O magistrado sustentou que os corretores das dissertações adotam como “mecanismo” para “punição pelo conteúdo das ideias” seus próprios referenciais sobre os direitos humanos.

A professora diz que o critério relativo aos direitos humanos adotado pelo INEP (Instituto Nacional de Educação Profissional), órgão que organiza o Enem, é sustentado pela Constituição. “O que se faz é eleger um valor constitucional fundamental à nossa convivência política comunitária, que nosso poder constituinte escolheu em 1988 queira ou não eu, você ou o Escola Sem Partido. Isso faz parte do nosso pacto político como um processo de correção. Não vejo como isso afronte o direito a alguém que esteja submetido a fazer a prova”, avalia.

Já o advogado do Escola Sem Partido, Romulo Nagib, sustentou em artigo publicado no site Jota nesta sexta-feira (27) que o artigo 5º da Constituição proíbe o cerceamento da liberdade de expressão, o que estaria por trás dos critérios do Enem. “Graças a essa garantia constitucional, ninguém em nosso país pode ser obrigado a professar ou não professar determinado credo religioso, político-ideológico ou filosófico para usufruir de um direito; ninguém pode ser obrigado a dizer o que não pensa para poder entrar numa universidade”, disse.

Melina refuta essa tese alegando que a Constituição garante a liberdade, mas desautoriza ofensas a valores assegurados como direitos humanos, entre eles: liberdade religiosa, não discriminação de minorias e defesa da vida.

“O nosso modelo constitucional trabalha com limites claros da liberdade de expressão. Não há, obviamente, censura prévia. Mas a nossa Constituição, ao eleger os direitos humanos como tema fundamental para reger nossas normas republicanas, coloca também limites para as ações públicas e privadas”, afirma a professora. “Não há uma patrulha ideológica como alegam alguns. O que há é um respeito aos parâmetros constitucionais fundamentais”, diz.
--*--
### Enunciado
Reproduza fielmente, do trecho original, a parte que começa com as palavras "Melina refuta essa" e termina com "defesa da vida.".
--*--
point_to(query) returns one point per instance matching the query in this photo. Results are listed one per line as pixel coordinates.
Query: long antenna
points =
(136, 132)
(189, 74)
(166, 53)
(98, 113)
--*--
### Exercício resolvido
Melina refuta essa tese alegando que a Constituição garante a liberdade, mas desautoriza ofensas a valores assegurados como direitos humanos, entre eles: liberdade religiosa, não discriminação de minorias e defesa da vida.